[Part of a data file]
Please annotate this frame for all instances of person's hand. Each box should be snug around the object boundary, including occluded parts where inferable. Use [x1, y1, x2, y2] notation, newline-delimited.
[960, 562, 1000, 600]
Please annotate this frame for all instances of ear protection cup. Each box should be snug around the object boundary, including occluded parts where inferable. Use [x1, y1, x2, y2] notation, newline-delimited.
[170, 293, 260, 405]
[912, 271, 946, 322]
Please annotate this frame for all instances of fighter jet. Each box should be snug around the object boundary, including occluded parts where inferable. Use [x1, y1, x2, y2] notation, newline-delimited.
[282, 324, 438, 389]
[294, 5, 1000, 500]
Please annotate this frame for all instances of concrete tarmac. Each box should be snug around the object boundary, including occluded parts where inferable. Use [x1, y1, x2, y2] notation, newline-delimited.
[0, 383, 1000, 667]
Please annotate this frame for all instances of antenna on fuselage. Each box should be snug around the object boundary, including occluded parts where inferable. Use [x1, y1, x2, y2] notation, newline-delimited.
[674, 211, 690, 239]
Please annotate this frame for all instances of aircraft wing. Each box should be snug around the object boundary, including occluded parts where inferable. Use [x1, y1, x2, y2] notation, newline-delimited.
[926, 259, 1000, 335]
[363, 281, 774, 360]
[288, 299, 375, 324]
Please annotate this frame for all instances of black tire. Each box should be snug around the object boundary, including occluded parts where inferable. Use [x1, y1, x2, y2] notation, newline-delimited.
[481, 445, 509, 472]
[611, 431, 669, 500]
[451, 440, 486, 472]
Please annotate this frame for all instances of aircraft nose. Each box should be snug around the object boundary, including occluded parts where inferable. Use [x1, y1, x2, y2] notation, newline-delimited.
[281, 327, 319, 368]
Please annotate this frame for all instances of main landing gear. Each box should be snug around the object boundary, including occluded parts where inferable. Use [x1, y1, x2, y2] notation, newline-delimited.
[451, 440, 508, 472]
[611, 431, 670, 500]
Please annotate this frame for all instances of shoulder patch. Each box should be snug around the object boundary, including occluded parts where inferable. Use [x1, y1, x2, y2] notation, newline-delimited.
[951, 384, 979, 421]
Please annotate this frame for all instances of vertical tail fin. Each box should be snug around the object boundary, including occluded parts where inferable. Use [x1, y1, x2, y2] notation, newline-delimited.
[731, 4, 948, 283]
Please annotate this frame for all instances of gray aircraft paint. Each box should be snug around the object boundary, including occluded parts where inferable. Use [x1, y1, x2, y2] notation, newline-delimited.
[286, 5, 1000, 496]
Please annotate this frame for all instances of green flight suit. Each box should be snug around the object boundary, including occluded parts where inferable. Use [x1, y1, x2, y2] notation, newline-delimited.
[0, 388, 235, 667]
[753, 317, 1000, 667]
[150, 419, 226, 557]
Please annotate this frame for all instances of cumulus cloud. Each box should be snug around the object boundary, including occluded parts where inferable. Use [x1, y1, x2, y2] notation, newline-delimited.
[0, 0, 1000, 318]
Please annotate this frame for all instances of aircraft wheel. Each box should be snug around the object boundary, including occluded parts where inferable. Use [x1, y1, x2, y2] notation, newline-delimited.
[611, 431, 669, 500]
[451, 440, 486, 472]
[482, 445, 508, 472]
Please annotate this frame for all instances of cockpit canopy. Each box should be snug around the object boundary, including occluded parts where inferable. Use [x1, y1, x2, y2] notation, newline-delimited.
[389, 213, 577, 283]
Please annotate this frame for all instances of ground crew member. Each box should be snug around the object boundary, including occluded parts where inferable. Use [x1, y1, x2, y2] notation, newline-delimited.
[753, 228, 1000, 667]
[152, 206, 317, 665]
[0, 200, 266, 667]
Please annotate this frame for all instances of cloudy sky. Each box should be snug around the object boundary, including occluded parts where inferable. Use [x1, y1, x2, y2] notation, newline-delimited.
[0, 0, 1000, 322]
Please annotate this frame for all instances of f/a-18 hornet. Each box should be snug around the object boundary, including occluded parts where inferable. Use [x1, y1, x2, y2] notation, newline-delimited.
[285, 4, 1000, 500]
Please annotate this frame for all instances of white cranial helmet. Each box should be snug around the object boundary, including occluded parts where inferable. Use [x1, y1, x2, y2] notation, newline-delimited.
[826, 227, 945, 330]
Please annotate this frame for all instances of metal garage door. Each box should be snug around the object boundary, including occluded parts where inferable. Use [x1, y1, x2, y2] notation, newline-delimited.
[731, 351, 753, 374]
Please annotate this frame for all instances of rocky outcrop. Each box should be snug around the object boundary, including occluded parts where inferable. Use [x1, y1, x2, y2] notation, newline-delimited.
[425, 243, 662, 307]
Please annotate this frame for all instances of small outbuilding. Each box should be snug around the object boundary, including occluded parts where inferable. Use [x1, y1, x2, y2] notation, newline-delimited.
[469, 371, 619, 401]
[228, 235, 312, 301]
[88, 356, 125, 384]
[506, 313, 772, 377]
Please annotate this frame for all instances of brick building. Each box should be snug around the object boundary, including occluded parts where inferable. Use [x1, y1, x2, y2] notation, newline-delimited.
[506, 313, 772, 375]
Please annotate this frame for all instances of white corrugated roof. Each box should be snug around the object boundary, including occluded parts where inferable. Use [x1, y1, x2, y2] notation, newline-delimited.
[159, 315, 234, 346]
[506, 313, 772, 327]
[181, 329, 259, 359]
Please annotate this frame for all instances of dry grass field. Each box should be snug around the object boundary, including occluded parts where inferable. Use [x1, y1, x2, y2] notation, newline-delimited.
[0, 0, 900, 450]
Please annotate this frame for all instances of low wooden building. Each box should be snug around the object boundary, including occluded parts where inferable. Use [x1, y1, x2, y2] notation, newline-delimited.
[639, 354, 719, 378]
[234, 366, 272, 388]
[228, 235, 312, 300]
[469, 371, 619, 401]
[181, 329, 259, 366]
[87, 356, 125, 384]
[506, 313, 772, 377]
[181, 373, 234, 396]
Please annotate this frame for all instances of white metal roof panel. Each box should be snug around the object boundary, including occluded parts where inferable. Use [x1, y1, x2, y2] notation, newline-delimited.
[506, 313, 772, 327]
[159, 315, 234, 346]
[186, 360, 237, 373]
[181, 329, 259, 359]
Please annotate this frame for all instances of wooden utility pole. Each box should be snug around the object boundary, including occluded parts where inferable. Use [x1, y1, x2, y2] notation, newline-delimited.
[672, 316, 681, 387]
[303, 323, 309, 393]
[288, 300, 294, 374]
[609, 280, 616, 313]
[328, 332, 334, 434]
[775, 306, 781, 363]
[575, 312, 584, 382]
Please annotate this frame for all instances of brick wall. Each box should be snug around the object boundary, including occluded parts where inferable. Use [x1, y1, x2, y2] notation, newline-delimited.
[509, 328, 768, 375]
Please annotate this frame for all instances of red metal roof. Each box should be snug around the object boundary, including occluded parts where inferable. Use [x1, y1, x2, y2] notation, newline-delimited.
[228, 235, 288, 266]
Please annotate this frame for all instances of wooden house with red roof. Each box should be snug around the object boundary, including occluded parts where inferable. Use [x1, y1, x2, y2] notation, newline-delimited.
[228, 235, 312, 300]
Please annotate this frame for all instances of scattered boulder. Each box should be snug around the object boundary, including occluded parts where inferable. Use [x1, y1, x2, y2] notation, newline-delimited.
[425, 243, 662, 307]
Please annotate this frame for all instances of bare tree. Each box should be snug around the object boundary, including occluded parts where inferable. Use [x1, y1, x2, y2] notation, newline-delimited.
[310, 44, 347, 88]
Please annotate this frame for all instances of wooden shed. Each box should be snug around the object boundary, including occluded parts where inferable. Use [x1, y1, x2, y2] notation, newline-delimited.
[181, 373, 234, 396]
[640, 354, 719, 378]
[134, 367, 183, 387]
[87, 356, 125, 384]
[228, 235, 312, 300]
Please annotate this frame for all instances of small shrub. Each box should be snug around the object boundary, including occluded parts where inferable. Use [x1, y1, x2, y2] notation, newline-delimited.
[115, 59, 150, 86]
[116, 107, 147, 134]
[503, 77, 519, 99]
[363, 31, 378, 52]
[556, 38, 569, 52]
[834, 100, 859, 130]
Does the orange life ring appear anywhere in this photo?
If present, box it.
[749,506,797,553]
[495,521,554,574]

#### [Directions]
Repeat the lines in the records above, from the line with "of small outbuilding." up to and including the line with "[228, 235, 312, 301]".

#### [Solution for this exercise]
Please annotate this frame for all instances of small outbuilding. Each box should be snug around the object boundary, including occluded parts where inferable. Use [x1, y1, x2, y2] notation, newline-delimited.
[469, 371, 619, 401]
[228, 235, 312, 301]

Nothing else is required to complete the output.